_What you need to do_.
Copy only what runs from the line containing "Each instance of the man's" through the end of the material below, line for line, with both ends included.

────────────────

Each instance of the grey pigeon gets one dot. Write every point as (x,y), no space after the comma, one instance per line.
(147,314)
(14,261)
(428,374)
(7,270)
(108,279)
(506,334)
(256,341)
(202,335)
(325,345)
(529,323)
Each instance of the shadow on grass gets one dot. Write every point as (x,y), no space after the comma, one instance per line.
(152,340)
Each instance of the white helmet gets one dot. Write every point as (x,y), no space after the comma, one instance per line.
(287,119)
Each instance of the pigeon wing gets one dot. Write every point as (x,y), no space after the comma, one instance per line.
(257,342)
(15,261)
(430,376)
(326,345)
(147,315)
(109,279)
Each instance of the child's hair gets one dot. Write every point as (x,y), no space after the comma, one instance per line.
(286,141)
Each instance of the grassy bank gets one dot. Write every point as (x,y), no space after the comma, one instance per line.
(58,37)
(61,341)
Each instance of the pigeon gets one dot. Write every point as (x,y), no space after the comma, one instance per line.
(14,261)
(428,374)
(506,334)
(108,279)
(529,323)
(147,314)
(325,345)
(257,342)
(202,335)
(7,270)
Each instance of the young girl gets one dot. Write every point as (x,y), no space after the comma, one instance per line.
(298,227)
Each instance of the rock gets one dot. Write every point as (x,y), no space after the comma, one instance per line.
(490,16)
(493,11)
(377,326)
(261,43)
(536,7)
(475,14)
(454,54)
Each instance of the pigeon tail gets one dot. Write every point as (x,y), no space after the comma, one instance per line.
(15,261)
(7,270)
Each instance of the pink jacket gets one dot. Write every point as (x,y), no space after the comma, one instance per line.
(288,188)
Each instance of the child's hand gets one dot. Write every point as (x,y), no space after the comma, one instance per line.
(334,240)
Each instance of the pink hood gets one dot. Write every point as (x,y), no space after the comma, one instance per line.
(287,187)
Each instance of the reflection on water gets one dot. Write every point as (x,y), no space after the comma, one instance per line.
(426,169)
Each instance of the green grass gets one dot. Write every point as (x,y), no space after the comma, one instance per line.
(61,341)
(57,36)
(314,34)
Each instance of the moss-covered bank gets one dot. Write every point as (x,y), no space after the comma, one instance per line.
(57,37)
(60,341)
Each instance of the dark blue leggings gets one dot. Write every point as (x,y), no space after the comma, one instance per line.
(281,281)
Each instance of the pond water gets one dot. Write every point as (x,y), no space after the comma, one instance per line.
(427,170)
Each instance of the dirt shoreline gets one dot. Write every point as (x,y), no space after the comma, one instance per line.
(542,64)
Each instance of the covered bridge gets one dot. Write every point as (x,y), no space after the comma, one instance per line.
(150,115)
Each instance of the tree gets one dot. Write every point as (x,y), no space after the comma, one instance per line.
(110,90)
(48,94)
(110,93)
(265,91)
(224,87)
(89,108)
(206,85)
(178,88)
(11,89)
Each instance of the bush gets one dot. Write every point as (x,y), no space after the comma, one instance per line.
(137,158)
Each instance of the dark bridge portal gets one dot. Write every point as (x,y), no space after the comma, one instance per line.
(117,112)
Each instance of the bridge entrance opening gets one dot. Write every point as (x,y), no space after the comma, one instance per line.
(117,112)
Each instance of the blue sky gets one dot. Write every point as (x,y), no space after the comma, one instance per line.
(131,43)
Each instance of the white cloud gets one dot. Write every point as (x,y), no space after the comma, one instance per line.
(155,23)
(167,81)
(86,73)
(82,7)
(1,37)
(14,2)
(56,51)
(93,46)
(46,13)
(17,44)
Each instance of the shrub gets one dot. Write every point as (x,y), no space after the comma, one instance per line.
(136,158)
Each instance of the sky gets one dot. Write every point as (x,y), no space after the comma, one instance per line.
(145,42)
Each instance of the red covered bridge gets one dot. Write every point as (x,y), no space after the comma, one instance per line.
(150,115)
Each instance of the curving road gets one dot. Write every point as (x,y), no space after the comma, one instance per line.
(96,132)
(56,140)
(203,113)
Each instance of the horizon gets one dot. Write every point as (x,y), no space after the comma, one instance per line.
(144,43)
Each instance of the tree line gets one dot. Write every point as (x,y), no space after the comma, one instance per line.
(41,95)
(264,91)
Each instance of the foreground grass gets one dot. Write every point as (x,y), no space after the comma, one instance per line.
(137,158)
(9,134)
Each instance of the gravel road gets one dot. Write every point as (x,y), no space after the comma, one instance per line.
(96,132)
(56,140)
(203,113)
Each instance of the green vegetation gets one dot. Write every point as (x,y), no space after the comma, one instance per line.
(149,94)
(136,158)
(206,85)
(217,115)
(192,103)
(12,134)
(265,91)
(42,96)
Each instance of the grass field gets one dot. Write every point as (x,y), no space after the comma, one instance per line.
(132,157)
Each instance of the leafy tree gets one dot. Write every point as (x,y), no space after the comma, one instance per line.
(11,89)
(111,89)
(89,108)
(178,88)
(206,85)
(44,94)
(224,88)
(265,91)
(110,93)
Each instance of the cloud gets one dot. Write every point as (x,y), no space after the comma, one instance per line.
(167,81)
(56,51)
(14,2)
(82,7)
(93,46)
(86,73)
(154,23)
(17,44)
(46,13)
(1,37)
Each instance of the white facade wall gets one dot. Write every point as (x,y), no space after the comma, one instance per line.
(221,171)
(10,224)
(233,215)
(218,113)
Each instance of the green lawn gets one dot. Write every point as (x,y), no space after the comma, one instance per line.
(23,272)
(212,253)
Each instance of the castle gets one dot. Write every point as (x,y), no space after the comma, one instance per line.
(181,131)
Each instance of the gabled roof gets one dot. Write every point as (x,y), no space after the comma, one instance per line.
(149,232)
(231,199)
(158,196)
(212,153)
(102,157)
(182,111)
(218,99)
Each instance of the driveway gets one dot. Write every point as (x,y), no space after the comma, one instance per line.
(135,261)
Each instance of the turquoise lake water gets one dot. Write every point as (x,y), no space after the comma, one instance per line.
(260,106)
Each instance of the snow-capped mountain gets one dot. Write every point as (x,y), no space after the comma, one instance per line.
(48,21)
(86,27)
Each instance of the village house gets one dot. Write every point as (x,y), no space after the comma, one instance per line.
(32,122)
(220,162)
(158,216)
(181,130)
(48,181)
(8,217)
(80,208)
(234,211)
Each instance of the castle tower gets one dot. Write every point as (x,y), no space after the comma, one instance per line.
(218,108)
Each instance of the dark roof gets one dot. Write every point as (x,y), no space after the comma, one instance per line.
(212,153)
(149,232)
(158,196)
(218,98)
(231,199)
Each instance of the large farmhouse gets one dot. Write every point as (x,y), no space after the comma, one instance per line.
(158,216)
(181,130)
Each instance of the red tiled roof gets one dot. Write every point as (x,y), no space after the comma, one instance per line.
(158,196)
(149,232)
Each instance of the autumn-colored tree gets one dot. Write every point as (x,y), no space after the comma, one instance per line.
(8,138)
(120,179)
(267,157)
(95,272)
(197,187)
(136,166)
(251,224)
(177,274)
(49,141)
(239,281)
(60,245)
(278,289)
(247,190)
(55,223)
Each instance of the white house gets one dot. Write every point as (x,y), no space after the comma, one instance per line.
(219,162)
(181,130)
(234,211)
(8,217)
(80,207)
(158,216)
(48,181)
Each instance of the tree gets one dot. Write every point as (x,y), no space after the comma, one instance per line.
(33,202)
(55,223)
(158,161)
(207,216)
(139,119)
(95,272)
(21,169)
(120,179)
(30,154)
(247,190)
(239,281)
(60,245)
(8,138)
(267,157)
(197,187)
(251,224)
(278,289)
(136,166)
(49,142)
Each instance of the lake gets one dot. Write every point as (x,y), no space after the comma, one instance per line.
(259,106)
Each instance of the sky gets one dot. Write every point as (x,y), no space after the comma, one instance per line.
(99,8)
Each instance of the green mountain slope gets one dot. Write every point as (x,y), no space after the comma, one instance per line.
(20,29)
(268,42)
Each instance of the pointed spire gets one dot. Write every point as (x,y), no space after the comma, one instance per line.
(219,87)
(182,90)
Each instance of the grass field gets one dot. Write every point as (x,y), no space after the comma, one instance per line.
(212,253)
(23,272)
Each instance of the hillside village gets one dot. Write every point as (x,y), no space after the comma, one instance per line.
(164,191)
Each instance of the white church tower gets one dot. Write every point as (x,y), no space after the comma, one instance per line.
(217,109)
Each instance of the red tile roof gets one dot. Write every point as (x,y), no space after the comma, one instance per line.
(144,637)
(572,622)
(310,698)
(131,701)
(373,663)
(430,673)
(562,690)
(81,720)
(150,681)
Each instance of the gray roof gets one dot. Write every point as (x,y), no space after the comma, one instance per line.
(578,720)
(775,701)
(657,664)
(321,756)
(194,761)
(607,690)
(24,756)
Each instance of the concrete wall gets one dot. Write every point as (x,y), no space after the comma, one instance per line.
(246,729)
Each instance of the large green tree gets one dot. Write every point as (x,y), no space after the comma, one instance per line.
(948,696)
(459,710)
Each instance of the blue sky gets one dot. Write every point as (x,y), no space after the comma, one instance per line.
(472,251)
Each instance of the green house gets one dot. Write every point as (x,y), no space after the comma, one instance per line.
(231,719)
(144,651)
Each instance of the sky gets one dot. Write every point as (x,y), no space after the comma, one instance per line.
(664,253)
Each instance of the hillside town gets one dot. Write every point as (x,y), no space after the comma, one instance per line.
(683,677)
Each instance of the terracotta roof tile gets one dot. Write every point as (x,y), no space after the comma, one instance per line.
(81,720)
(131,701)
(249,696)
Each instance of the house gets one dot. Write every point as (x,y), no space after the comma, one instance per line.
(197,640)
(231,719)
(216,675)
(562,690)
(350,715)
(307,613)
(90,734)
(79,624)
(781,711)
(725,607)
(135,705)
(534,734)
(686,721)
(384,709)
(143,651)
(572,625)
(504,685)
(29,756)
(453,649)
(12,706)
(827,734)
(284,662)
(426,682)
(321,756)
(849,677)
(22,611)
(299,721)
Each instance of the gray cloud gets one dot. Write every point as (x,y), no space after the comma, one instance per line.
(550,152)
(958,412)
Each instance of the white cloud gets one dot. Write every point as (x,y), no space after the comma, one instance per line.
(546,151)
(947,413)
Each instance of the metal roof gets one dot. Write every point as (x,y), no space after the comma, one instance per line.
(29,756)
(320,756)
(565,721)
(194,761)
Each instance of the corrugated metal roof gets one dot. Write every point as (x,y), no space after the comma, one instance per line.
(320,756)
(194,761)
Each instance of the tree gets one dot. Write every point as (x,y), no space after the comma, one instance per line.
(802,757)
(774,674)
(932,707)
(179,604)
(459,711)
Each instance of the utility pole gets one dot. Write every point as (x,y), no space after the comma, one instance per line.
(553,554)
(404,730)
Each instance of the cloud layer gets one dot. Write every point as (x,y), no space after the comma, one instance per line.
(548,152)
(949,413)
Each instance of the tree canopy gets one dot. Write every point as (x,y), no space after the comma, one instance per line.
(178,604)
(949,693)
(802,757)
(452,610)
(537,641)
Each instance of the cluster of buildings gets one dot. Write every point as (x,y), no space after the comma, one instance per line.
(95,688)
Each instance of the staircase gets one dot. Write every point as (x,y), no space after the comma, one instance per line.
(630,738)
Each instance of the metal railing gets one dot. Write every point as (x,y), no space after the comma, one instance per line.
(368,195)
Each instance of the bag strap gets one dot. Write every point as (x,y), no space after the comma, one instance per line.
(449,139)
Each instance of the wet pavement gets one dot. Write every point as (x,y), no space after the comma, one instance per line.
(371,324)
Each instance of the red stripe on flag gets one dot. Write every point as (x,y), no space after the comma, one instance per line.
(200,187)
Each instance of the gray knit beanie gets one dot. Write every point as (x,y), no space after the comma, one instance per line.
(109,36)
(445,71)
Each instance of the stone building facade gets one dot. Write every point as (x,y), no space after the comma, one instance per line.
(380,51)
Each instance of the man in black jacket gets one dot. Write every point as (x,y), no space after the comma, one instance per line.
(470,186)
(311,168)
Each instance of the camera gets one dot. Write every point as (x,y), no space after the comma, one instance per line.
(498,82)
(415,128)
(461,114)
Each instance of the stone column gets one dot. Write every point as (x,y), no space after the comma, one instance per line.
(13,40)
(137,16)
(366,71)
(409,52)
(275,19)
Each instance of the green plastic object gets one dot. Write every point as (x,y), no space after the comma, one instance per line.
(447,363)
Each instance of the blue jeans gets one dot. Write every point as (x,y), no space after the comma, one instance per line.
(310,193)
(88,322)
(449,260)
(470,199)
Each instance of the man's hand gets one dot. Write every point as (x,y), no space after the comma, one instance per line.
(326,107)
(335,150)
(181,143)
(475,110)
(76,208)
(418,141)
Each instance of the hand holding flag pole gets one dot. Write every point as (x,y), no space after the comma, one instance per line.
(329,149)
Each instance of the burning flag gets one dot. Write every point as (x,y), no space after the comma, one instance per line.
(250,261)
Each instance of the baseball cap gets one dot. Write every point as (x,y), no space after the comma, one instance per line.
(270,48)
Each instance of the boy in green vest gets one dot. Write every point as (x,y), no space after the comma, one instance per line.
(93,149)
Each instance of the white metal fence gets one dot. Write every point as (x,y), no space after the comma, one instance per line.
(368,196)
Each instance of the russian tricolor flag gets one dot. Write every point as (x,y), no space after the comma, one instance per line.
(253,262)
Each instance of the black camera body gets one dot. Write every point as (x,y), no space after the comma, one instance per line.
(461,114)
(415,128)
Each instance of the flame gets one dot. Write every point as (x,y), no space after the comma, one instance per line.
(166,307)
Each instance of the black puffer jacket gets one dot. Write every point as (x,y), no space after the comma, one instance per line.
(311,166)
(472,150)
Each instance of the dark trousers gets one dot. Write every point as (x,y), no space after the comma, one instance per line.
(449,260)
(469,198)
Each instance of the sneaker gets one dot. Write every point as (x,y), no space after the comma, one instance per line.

────────────────

_Task answer_.
Each instance of the man's hand gets one dot. Write every point as (x,y), no space after the comma, one instance per line.
(326,107)
(335,150)
(181,143)
(475,110)
(76,208)
(418,141)
Each instance of the hand holding flag pole gets one dot. Write every point as (x,y), no space after the comma, one instance per line.
(329,149)
Each instance of the burning flag gets one dot. Write every point as (x,y), no space after the comma, one instance per line.
(250,261)
Each instance of the baseball cap gets one dot. Write every point as (x,y), no space after the comma, one instance per line.
(270,48)
Each instance of the boy in green vest gets one dot. Write every point as (x,y), no space after the comma, one instance per line.
(93,149)
Each instance of the white metal fence gets one dot. Write every point as (x,y), no space after the comma, one instance per line.
(368,196)
Each instance of the russian tricolor flag gets one dot. Write every point as (x,y), no space after the comma, one instance per line.
(253,262)
Each instance of the black camera body gets one dot. Write every point as (x,y), no space after the comma, one instance per line.
(461,114)
(415,128)
Each instance of the flame gets one dot. Write every point as (x,y), no space after the comma, one instance per line.
(166,307)
Each instance of the black puffer jacket gets one dot. Write every point as (x,y), no space after the comma, one instance per line.
(311,166)
(472,150)
Each instance of the dark trousers gets one dot. Write every point as (x,y), no space after the comma, one instance per line.
(449,260)
(469,198)
Each instance of the sneaker gets one dot. Write every point as (x,y), no space after the comma, one instance per line.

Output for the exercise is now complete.